Exercise directions →
Reproduce the entries in full, with no changes.

(Annotation dataset entries)
◆ ◆ ◆ ◆
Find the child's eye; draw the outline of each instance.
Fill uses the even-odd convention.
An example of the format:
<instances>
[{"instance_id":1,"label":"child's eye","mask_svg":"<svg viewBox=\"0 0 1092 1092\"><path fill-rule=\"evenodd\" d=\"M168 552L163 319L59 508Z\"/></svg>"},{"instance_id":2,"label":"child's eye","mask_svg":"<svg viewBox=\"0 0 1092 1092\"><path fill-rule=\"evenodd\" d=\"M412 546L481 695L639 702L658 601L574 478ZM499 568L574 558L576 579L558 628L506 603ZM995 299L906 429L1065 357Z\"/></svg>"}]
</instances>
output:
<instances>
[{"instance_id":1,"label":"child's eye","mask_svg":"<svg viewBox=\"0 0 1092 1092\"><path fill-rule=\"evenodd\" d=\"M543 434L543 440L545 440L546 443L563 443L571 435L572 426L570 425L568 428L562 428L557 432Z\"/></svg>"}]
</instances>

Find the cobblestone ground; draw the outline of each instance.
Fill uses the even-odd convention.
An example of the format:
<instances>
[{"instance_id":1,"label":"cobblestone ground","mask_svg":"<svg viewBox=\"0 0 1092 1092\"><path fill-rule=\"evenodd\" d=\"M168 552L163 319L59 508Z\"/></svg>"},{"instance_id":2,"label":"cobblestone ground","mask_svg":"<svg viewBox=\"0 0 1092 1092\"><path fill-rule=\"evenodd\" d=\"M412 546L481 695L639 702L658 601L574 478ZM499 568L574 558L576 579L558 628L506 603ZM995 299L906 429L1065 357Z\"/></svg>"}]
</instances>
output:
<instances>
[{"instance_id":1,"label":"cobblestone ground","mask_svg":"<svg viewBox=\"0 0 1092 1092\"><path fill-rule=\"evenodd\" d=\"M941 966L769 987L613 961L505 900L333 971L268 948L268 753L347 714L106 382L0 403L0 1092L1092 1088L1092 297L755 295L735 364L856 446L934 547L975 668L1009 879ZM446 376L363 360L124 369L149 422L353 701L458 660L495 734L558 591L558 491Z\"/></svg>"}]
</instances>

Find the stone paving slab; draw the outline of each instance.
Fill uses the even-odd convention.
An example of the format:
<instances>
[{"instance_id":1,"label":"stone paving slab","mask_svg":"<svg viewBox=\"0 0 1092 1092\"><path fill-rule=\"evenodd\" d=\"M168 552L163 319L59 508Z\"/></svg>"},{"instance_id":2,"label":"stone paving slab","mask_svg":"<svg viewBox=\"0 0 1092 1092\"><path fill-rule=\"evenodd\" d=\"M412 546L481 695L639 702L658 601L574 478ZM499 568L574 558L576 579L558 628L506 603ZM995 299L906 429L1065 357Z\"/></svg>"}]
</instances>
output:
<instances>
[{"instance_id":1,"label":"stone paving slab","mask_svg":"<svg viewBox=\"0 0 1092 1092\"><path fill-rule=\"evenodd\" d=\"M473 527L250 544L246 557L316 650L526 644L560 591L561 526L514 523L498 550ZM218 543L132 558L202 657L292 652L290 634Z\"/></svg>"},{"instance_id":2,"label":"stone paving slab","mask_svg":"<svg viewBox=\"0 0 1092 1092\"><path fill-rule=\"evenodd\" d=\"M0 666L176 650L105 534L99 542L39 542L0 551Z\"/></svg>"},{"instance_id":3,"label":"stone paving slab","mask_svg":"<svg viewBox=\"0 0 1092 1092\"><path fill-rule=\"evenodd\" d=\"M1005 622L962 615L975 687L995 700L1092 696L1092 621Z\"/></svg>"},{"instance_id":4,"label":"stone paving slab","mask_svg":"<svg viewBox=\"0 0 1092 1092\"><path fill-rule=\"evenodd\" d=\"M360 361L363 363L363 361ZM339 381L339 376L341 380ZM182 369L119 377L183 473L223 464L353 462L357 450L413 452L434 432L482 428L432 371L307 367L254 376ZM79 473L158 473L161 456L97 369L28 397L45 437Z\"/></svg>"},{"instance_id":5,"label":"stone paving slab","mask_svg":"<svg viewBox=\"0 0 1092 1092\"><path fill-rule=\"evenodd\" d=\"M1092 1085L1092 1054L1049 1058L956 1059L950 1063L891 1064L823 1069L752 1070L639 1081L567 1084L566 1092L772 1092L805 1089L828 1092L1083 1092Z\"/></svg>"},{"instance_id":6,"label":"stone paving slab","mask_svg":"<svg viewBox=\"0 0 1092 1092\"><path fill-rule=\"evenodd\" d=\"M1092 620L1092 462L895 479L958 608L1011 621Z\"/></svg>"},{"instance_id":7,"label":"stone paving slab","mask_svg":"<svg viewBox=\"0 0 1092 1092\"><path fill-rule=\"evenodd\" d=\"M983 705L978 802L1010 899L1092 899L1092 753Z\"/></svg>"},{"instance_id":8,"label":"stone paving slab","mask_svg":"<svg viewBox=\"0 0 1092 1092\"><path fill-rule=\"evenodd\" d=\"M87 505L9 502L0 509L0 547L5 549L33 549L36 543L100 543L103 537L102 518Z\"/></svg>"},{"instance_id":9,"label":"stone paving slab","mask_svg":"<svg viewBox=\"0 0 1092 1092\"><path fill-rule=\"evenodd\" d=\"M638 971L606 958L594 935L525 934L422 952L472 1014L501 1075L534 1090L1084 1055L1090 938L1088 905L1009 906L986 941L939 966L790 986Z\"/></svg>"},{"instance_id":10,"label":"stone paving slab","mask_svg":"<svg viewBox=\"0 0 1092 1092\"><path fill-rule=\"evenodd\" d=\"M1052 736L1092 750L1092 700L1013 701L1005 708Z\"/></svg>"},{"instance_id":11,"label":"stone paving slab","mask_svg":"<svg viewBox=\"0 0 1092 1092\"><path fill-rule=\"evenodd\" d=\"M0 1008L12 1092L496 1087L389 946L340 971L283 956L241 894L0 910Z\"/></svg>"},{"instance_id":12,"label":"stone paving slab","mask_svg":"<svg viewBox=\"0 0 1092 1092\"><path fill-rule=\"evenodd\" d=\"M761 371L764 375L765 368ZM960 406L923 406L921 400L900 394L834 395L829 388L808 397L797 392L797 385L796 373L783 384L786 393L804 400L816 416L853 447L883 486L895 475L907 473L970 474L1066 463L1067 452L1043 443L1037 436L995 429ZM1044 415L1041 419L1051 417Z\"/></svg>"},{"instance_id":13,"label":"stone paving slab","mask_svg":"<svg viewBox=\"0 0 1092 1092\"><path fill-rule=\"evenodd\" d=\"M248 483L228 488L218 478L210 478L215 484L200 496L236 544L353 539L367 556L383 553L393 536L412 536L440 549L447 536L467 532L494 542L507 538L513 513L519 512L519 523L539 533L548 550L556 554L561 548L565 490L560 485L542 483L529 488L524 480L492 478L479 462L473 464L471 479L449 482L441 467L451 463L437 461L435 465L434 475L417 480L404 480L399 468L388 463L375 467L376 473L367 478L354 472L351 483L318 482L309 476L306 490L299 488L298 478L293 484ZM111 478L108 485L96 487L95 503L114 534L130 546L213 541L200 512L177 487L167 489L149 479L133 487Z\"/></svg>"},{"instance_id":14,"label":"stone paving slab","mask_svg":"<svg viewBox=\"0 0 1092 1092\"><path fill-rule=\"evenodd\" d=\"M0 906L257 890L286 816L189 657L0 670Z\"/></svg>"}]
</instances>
◆ ◆ ◆ ◆
Written solution →
Find the child's eye; draw the outline of each instance.
Fill uses the even-odd convention.
An example of the format:
<instances>
[{"instance_id":1,"label":"child's eye","mask_svg":"<svg viewBox=\"0 0 1092 1092\"><path fill-rule=\"evenodd\" d=\"M168 552L163 319L59 508Z\"/></svg>"},{"instance_id":2,"label":"child's eye","mask_svg":"<svg viewBox=\"0 0 1092 1092\"><path fill-rule=\"evenodd\" d=\"M412 546L481 695L639 702L658 601L574 478ZM499 568L574 558L576 579L558 628L506 603ZM995 299L906 429L1065 357Z\"/></svg>"}]
</instances>
output:
<instances>
[{"instance_id":1,"label":"child's eye","mask_svg":"<svg viewBox=\"0 0 1092 1092\"><path fill-rule=\"evenodd\" d=\"M543 434L543 440L545 440L546 443L563 443L571 435L572 426L570 425L568 428L562 428L557 432Z\"/></svg>"}]
</instances>

Find the cobblestone ground; draw the outline of each instance.
Fill uses the even-odd convention.
An example of the format:
<instances>
[{"instance_id":1,"label":"cobblestone ground","mask_svg":"<svg viewBox=\"0 0 1092 1092\"><path fill-rule=\"evenodd\" d=\"M168 552L163 319L59 508Z\"/></svg>"},{"instance_id":2,"label":"cobblestone ground","mask_svg":"<svg viewBox=\"0 0 1092 1092\"><path fill-rule=\"evenodd\" d=\"M412 546L481 695L639 702L658 601L574 478ZM499 568L574 558L576 579L558 628L506 603ZM995 299L906 429L1065 357Z\"/></svg>"}]
</instances>
output:
<instances>
[{"instance_id":1,"label":"cobblestone ground","mask_svg":"<svg viewBox=\"0 0 1092 1092\"><path fill-rule=\"evenodd\" d=\"M941 966L769 987L613 961L505 900L333 971L268 948L268 753L347 714L106 382L0 403L0 1092L1092 1088L1092 297L755 295L735 364L856 446L934 547L975 668L1009 879ZM446 376L363 360L124 369L149 422L353 701L458 660L495 734L558 591L558 491Z\"/></svg>"}]
</instances>

Find the stone paving slab; draw the outline of each instance.
Fill uses the even-odd convention.
An example of the format:
<instances>
[{"instance_id":1,"label":"stone paving slab","mask_svg":"<svg viewBox=\"0 0 1092 1092\"><path fill-rule=\"evenodd\" d=\"M168 552L163 319L59 508Z\"/></svg>"},{"instance_id":2,"label":"stone paving slab","mask_svg":"<svg viewBox=\"0 0 1092 1092\"><path fill-rule=\"evenodd\" d=\"M412 546L481 695L639 702L658 601L574 478ZM499 568L574 558L576 579L558 628L506 603ZM995 299L906 429L1065 357Z\"/></svg>"}]
</instances>
output:
<instances>
[{"instance_id":1,"label":"stone paving slab","mask_svg":"<svg viewBox=\"0 0 1092 1092\"><path fill-rule=\"evenodd\" d=\"M473 527L250 544L246 557L316 650L526 644L560 591L561 526L514 523L498 550ZM218 543L132 558L202 657L292 652L290 634Z\"/></svg>"},{"instance_id":2,"label":"stone paving slab","mask_svg":"<svg viewBox=\"0 0 1092 1092\"><path fill-rule=\"evenodd\" d=\"M0 666L176 650L105 534L99 542L39 542L0 551Z\"/></svg>"},{"instance_id":3,"label":"stone paving slab","mask_svg":"<svg viewBox=\"0 0 1092 1092\"><path fill-rule=\"evenodd\" d=\"M1005 622L962 615L975 687L995 700L1092 696L1092 621Z\"/></svg>"},{"instance_id":4,"label":"stone paving slab","mask_svg":"<svg viewBox=\"0 0 1092 1092\"><path fill-rule=\"evenodd\" d=\"M360 361L363 363L363 361ZM339 381L339 376L341 380ZM182 369L119 377L183 473L223 464L353 462L357 450L413 452L434 432L482 428L432 371L307 367L254 376ZM79 473L158 473L161 456L97 369L28 397L45 437Z\"/></svg>"},{"instance_id":5,"label":"stone paving slab","mask_svg":"<svg viewBox=\"0 0 1092 1092\"><path fill-rule=\"evenodd\" d=\"M1092 1085L1092 1054L1049 1058L956 1059L950 1063L891 1064L823 1069L752 1070L639 1081L567 1084L566 1092L772 1092L805 1089L828 1092L1083 1092Z\"/></svg>"},{"instance_id":6,"label":"stone paving slab","mask_svg":"<svg viewBox=\"0 0 1092 1092\"><path fill-rule=\"evenodd\" d=\"M1092 620L1092 462L895 479L958 608L1011 621Z\"/></svg>"},{"instance_id":7,"label":"stone paving slab","mask_svg":"<svg viewBox=\"0 0 1092 1092\"><path fill-rule=\"evenodd\" d=\"M983 705L978 802L1010 899L1092 899L1092 753Z\"/></svg>"},{"instance_id":8,"label":"stone paving slab","mask_svg":"<svg viewBox=\"0 0 1092 1092\"><path fill-rule=\"evenodd\" d=\"M87 505L9 502L0 509L0 547L5 549L33 549L36 543L100 543L103 537L102 518Z\"/></svg>"},{"instance_id":9,"label":"stone paving slab","mask_svg":"<svg viewBox=\"0 0 1092 1092\"><path fill-rule=\"evenodd\" d=\"M638 971L606 958L594 935L525 934L422 952L472 1014L501 1075L534 1090L1084 1055L1090 938L1088 905L1009 906L986 941L939 966L790 986Z\"/></svg>"},{"instance_id":10,"label":"stone paving slab","mask_svg":"<svg viewBox=\"0 0 1092 1092\"><path fill-rule=\"evenodd\" d=\"M1052 736L1092 750L1092 700L1013 701L1005 708Z\"/></svg>"},{"instance_id":11,"label":"stone paving slab","mask_svg":"<svg viewBox=\"0 0 1092 1092\"><path fill-rule=\"evenodd\" d=\"M0 1008L12 1092L496 1087L389 946L340 971L283 956L241 894L0 910Z\"/></svg>"},{"instance_id":12,"label":"stone paving slab","mask_svg":"<svg viewBox=\"0 0 1092 1092\"><path fill-rule=\"evenodd\" d=\"M761 371L764 375L765 368ZM960 406L923 406L921 400L900 394L834 395L829 388L808 397L797 392L797 385L796 373L783 384L786 393L804 400L816 416L853 447L883 486L895 475L907 473L970 474L1066 463L1067 452L1043 443L1037 436L995 429ZM1044 415L1041 419L1051 417Z\"/></svg>"},{"instance_id":13,"label":"stone paving slab","mask_svg":"<svg viewBox=\"0 0 1092 1092\"><path fill-rule=\"evenodd\" d=\"M248 483L228 488L218 478L210 478L215 484L200 496L236 544L353 539L367 556L383 553L393 536L412 536L440 549L447 536L467 532L494 542L507 538L513 513L519 512L519 523L539 533L548 550L556 554L561 548L565 490L560 485L542 483L529 488L524 480L492 478L479 462L473 464L471 479L449 482L441 467L451 463L437 461L435 465L434 475L417 480L404 480L399 468L388 463L375 467L376 473L367 478L354 472L351 483L318 482L309 476L306 490L299 488L298 478L293 484ZM111 478L108 485L96 487L95 503L114 534L130 546L213 541L200 512L177 487L167 489L149 479L133 487Z\"/></svg>"},{"instance_id":14,"label":"stone paving slab","mask_svg":"<svg viewBox=\"0 0 1092 1092\"><path fill-rule=\"evenodd\" d=\"M0 906L257 890L286 816L189 657L0 670Z\"/></svg>"}]
</instances>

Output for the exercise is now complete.